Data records
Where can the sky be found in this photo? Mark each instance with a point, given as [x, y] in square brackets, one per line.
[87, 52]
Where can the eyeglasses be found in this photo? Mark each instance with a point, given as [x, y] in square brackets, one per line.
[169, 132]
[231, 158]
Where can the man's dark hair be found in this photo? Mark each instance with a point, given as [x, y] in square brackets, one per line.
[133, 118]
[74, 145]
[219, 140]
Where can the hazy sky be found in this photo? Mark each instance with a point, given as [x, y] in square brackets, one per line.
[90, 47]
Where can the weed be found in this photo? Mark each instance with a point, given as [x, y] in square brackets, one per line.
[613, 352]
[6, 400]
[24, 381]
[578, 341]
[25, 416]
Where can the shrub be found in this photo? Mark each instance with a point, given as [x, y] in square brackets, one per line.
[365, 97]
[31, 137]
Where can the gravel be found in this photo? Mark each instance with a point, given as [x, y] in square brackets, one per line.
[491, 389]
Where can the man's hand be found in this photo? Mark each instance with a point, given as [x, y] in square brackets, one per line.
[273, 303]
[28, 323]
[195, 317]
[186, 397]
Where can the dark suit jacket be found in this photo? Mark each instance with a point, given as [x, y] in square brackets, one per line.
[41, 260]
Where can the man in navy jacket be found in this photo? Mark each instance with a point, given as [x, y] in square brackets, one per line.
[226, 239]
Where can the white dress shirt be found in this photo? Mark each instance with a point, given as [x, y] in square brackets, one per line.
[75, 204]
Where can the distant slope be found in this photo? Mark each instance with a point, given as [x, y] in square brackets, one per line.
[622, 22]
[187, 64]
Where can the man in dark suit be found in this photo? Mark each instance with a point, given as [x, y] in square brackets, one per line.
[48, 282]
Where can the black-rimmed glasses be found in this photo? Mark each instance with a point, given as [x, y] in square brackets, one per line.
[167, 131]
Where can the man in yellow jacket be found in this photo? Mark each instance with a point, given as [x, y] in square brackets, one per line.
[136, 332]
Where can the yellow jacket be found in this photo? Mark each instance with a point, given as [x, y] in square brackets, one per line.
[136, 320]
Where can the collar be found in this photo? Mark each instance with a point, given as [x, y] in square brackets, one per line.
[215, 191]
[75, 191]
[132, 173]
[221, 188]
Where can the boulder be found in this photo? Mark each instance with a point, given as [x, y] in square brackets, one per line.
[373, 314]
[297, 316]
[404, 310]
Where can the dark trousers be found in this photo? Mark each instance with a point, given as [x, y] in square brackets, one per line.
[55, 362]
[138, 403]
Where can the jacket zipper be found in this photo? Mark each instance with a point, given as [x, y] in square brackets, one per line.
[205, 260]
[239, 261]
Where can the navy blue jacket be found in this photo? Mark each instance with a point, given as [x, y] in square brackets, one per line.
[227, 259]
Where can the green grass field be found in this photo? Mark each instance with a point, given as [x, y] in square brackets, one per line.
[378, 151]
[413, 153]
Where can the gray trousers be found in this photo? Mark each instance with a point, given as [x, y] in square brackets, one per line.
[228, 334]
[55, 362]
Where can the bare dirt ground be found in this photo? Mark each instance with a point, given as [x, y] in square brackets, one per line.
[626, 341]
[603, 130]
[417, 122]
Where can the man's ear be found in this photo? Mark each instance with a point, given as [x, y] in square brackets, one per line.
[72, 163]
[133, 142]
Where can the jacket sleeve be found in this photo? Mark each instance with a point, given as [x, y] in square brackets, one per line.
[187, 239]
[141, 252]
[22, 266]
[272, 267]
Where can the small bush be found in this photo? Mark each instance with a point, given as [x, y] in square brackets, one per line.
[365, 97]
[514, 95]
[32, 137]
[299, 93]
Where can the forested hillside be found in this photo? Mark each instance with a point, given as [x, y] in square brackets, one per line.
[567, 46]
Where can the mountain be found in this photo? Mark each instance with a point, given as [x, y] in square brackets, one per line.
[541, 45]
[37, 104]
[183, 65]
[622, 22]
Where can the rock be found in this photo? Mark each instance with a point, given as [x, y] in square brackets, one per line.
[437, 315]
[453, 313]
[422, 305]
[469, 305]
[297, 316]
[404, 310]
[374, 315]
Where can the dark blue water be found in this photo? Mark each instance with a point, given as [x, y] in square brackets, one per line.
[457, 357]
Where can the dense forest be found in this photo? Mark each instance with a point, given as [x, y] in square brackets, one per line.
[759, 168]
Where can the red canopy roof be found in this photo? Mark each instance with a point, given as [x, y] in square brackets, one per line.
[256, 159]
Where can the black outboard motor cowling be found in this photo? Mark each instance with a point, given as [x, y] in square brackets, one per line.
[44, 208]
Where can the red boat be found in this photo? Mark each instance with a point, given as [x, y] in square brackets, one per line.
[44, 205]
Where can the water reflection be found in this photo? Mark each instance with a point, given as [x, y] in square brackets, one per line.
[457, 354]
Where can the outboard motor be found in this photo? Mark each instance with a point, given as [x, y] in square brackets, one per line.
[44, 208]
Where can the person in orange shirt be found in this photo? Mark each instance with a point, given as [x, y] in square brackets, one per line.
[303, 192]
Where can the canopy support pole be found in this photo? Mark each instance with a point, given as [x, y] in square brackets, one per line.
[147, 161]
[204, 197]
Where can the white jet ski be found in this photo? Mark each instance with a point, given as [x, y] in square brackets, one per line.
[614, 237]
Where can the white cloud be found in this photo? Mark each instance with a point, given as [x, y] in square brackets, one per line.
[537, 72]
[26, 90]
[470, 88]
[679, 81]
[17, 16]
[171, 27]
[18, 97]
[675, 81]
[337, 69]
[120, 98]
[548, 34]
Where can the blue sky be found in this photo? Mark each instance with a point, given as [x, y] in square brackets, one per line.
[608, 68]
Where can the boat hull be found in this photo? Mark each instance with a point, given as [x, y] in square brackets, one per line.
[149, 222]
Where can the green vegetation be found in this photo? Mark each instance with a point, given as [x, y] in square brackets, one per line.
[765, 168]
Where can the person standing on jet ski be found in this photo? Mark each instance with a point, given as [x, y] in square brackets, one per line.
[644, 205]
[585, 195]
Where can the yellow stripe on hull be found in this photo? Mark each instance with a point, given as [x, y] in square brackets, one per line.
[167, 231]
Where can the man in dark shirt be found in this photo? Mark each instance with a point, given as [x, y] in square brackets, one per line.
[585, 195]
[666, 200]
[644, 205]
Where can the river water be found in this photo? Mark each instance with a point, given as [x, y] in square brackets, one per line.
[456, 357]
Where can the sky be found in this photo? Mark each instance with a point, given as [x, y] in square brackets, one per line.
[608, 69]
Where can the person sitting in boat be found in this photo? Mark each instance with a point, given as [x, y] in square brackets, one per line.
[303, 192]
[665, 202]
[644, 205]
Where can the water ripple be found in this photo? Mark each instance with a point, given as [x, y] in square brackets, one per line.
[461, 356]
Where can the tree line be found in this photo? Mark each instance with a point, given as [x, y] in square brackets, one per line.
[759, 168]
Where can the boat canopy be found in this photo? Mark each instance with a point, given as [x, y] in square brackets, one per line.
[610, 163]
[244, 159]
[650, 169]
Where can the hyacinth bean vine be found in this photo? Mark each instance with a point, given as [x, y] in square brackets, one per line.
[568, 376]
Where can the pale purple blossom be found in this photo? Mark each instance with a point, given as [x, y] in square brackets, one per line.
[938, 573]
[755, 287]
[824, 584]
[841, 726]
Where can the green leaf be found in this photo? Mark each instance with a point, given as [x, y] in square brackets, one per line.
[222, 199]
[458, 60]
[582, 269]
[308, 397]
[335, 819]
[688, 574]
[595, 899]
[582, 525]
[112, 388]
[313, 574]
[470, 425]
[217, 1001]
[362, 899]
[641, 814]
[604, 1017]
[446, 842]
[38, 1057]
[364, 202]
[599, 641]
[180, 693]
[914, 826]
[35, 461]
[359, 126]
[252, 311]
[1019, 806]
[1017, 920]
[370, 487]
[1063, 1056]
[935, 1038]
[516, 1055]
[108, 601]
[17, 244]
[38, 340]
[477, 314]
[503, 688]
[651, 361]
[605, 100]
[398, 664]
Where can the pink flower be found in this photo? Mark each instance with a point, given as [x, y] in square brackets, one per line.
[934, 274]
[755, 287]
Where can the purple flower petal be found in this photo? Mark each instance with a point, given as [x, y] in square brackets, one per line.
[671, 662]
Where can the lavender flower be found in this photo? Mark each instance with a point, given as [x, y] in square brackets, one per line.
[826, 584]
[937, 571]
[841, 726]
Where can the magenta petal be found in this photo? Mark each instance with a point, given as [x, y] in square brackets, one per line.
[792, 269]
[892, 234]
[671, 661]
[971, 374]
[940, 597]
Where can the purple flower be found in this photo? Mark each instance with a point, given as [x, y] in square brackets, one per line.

■ Work to complete
Reproduce, word for word, only the lines from the one that contains "Where can the pink" through the final line.

■ Task result
Where can the pink flower be found in this photo? Mark each instance with a point, given as [x, y] in square brackets, one per line.
[934, 274]
[755, 287]
Where can the purple flower petal be found in this photo? Mark each instance with a point, given as [x, y] in square brackets, one per line.
[671, 662]
Where can the lavender flower be found in this photo? Mark each instance with a point, given as [x, y] in square brackets, one per line.
[826, 584]
[937, 571]
[841, 726]
Where can the magenta petal be found in this photo? Mark each instance with a point, given as [x, y] in square brackets, one per line.
[792, 269]
[892, 234]
[671, 661]
[971, 374]
[940, 597]
Where can the purple flower be found in this photo? Mark each instance with a point, given as [x, y] in square brackets, one per line.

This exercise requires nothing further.